### Given text
* start *

The 1950s opened with a continuation of the growth St. John’s had experienced in the 1940s. Thanks to bequests from the estates of two notable parishioners, Frances Gordenier and Mabel Barnes, the church acquired its first vicarage. It was located on NE 90th near 116th NE. It is interesting to note in these short history chapters how St. John’s has benefited from the dedication and contributions of individuals throughout the decades.

Mrs. Gordenier was a native of England and an early member of St. John’s. She was a widow and lived on Rose Hill with her brother. She attended church services faithfully and walked to St. John’s each Sunday. She died in 1949 at the age of 85 and left her small home to her church.

Mabel Barnes lived in the Medina area and remained a faithful member of St. John’s until a mission church (which later became St. Thomas) was formed in Medina. She left a bequest to St. John’s in her will, and that bequest also helped fund a much-needed, new vicarage.

Father Alfred Griffiths and his family were the first occupants of the vicarage. He served as vicar to both St. John’s and a new mission at Kenmore, the Church of the Redeemer. (The two missions became known as the Northeast Lake Mission.) Fr. Griffiths’s four years at St. John’s saw continued growth in both congregation and property. In 1951, an additional lot was purchased with a loan of $500 from the Diocese. A year later, an additional loan of $6,000 enabled the purchase of a lot and house adjoining the church. This house was rented for a time and later torn down. This later loan was paid in 1955 with money from the sale of stock given to the church by Mr. Louis Marsh. Since our church was continuing to grow, work had begun to remodel the little brown building.

* end *

### Entries from an annotation dataset
* start *

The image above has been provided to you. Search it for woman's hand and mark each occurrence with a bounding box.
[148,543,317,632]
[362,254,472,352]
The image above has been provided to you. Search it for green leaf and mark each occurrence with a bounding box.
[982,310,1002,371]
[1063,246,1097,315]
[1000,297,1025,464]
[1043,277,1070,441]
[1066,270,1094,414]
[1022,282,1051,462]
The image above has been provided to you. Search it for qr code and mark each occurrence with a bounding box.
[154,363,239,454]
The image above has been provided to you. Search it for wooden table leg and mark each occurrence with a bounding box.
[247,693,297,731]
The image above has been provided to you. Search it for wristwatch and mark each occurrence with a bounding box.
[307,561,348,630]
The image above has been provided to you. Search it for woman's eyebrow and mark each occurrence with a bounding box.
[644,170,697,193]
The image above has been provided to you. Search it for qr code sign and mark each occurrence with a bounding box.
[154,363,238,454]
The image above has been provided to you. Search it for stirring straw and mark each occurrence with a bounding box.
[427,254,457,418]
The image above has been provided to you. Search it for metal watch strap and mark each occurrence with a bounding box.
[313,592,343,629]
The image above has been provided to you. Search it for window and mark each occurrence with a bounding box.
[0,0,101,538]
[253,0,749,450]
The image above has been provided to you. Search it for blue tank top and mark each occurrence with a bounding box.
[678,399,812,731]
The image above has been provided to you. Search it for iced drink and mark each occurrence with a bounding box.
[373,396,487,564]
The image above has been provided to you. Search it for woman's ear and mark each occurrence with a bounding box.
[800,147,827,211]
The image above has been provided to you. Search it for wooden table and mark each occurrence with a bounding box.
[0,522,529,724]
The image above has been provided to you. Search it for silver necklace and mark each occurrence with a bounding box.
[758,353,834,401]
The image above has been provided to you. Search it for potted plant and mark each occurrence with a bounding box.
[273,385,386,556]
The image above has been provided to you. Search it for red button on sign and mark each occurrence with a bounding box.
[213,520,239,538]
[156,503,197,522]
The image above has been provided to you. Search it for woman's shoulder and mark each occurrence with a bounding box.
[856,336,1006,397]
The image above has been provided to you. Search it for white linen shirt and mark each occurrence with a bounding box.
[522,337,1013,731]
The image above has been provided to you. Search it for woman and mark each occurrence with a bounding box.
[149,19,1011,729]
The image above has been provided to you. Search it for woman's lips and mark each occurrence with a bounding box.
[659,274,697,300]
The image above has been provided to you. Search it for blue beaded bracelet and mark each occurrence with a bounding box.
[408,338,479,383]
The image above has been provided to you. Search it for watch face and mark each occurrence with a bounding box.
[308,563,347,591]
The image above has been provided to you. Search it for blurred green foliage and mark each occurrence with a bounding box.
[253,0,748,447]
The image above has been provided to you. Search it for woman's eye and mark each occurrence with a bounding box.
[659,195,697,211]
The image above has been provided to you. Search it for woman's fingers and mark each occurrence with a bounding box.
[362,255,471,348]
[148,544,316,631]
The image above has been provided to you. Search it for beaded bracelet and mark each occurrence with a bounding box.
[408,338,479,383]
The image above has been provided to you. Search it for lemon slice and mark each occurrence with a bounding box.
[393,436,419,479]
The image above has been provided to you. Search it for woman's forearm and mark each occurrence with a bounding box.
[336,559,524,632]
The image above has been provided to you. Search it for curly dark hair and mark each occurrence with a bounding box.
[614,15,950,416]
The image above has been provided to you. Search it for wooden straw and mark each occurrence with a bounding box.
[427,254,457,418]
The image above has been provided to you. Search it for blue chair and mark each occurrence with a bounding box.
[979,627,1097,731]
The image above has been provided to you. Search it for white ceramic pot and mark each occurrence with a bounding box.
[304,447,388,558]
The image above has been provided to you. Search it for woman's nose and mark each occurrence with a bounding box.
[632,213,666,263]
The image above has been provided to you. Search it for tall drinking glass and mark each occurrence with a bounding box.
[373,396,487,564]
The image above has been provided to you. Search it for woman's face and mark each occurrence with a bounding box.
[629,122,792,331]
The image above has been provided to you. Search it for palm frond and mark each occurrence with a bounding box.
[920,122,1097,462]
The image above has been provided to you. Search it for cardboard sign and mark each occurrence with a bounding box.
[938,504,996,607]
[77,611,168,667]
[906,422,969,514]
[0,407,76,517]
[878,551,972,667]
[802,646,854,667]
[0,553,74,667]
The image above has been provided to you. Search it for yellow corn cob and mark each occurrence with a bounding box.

* end *

### Your tasks
1) Turn the church history paragraph beginning "Mrs. Gordenier was a native of England" into a short bulleted list that keeps its main facts.
2) Reproduce the rows starting at the line that contains "for woman and" and ending at the line that contains "[393,436,419,479]", with both of those lines included.
The church history and the rows are unrelated to each other.

### Results of the exercise
1)
- Native of England and an early member of St. John's
- A widow who lived on Rose Hill with her brother
- Attended services faithfully, walking to St. John's each Sunday
- Died in 1949 at age 85
- Left her small home to the church

2)
The image above has been provided to you. Search it for woman and mark each occurrence with a bounding box.
[149,19,1011,729]
The image above has been provided to you. Search it for woman's lips and mark each occurrence with a bounding box.
[659,274,697,300]
The image above has been provided to you. Search it for blue beaded bracelet and mark each occurrence with a bounding box.
[408,338,479,383]
The image above has been provided to you. Search it for watch face and mark each occurrence with a bounding box.
[308,563,347,591]
The image above has been provided to you. Search it for blurred green foliage and mark each occurrence with a bounding box.
[253,0,748,447]
The image above has been provided to you. Search it for woman's eye and mark each occurrence with a bounding box.
[659,195,697,211]
The image above has been provided to you. Search it for woman's fingers and mark each occurrence with a bounding box.
[362,255,471,348]
[148,544,316,631]
The image above has been provided to you. Search it for beaded bracelet and mark each occurrence with a bounding box.
[408,338,479,383]
The image above has been provided to you. Search it for lemon slice and mark each occurrence with a bounding box.
[393,436,419,479]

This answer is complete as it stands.